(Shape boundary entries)
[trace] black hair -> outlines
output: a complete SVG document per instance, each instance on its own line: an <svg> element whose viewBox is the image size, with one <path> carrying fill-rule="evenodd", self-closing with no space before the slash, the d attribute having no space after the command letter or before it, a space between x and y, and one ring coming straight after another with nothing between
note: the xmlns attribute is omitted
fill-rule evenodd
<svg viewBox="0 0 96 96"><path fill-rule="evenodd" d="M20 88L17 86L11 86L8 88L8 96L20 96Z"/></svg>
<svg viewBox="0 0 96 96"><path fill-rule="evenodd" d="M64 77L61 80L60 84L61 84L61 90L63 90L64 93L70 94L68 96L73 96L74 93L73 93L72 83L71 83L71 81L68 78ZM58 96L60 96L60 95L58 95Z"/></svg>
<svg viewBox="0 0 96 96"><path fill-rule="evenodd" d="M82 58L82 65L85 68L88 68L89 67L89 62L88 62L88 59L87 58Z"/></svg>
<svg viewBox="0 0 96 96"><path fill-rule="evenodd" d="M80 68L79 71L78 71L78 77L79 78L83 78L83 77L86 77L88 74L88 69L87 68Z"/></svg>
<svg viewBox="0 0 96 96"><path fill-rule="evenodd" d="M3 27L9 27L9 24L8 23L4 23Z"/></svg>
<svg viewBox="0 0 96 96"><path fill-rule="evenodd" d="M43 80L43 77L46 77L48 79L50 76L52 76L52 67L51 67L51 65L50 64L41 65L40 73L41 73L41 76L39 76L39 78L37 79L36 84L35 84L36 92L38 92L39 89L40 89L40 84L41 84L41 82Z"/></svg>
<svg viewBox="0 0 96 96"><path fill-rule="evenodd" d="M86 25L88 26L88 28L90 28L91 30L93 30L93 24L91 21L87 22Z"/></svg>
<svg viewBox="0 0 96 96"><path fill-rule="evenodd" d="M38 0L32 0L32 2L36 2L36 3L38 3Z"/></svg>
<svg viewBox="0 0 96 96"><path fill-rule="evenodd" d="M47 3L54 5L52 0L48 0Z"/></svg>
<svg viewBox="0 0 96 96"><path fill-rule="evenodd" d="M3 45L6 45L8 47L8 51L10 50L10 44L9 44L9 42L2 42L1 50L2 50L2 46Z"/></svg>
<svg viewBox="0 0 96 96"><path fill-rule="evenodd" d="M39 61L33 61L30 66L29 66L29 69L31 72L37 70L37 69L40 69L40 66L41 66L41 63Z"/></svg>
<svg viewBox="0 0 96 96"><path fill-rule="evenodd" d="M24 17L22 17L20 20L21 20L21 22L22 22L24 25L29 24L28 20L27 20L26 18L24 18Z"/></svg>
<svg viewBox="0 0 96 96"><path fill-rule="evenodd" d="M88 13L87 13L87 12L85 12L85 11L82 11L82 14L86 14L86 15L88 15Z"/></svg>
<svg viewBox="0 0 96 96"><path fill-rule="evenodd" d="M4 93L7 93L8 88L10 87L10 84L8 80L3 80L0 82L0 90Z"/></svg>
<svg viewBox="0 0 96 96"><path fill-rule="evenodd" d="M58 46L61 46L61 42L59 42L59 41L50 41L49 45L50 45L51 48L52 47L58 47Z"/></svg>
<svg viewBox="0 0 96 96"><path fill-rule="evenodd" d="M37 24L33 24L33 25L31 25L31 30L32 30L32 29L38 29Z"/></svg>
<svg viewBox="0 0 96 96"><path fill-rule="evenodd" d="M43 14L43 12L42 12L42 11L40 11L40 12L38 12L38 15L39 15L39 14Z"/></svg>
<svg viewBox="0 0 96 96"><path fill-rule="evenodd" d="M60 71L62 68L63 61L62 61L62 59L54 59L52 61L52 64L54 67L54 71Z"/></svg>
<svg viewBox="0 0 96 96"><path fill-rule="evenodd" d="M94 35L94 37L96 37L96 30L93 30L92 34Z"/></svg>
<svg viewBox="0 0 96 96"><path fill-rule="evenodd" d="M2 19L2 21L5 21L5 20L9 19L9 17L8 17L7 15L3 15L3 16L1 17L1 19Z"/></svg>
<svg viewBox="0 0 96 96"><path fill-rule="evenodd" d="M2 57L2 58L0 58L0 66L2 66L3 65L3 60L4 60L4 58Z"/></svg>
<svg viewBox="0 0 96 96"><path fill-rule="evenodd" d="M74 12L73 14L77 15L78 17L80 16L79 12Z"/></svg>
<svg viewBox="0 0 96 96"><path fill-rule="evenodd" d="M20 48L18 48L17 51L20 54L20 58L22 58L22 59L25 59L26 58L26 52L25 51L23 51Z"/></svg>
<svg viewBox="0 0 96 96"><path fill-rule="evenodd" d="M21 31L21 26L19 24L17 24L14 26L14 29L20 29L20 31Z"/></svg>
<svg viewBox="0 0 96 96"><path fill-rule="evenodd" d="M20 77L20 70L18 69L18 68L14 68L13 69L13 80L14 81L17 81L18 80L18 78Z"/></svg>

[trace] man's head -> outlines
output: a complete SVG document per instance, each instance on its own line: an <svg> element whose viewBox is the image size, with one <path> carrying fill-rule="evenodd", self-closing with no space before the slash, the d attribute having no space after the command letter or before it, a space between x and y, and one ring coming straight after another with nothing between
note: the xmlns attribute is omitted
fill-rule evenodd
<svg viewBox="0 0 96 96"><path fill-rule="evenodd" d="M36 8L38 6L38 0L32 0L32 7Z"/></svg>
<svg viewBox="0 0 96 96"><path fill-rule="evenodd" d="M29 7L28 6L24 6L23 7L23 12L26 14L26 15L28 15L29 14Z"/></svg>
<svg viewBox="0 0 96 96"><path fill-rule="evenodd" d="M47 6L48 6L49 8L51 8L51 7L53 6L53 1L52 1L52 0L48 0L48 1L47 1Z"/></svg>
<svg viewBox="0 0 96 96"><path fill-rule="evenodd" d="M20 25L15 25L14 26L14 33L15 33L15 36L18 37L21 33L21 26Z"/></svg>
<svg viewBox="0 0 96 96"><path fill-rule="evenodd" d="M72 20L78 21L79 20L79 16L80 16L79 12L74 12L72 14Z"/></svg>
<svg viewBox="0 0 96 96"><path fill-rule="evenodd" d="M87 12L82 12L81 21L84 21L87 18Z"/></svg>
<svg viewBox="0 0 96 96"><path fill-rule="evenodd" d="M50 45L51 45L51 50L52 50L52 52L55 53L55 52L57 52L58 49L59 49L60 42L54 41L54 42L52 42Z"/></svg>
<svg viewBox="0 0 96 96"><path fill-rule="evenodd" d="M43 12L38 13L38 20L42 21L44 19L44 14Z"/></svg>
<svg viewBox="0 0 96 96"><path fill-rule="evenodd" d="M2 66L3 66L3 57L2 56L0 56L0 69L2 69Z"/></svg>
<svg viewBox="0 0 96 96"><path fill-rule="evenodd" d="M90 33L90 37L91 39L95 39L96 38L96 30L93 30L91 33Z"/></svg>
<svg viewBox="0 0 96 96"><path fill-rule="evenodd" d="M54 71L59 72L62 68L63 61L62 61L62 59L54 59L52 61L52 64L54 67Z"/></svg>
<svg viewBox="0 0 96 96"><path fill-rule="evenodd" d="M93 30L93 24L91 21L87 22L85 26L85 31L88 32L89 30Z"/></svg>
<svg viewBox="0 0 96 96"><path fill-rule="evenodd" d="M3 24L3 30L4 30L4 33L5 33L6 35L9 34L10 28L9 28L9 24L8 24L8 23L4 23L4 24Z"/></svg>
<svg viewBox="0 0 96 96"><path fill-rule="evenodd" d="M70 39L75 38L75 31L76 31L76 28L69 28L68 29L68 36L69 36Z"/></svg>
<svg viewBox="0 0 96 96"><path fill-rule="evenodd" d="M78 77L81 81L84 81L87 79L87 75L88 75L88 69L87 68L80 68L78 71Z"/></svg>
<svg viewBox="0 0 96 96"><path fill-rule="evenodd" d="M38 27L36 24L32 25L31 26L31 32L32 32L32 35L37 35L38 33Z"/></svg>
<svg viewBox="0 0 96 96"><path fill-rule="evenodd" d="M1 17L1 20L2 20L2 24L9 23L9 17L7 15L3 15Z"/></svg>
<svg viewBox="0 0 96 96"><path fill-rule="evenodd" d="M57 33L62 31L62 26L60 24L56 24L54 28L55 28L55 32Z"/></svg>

▶ Task statement:
Copy out the lines from the one containing "[trace] man's head -> outlines" through the one containing "12L82 12L81 21L84", unchanged and with nothing else.

▶ Output below:
[trace] man's head -> outlines
output: a complete SVG document per instance, each instance on its own line: an <svg> element whose viewBox is the image size, with one <path> carrying fill-rule="evenodd", self-closing with no space before the slash, the d attribute having no space after the command letter or before it, a space between x and y, and one ring coming straight after another with nothing between
note: the xmlns attribute is omitted
fill-rule evenodd
<svg viewBox="0 0 96 96"><path fill-rule="evenodd" d="M36 8L38 6L38 0L32 0L32 7Z"/></svg>
<svg viewBox="0 0 96 96"><path fill-rule="evenodd" d="M29 7L28 6L24 6L23 7L23 12L26 14L26 15L28 15L29 14Z"/></svg>
<svg viewBox="0 0 96 96"><path fill-rule="evenodd" d="M47 6L48 6L49 8L51 8L51 7L53 6L53 1L52 1L52 0L48 0L48 1L47 1Z"/></svg>
<svg viewBox="0 0 96 96"><path fill-rule="evenodd" d="M20 25L15 25L14 26L14 33L15 33L15 36L18 37L21 33L21 26Z"/></svg>
<svg viewBox="0 0 96 96"><path fill-rule="evenodd" d="M72 20L78 21L79 20L79 16L80 16L79 12L74 12L72 14Z"/></svg>
<svg viewBox="0 0 96 96"><path fill-rule="evenodd" d="M87 12L82 12L81 21L84 21L87 18Z"/></svg>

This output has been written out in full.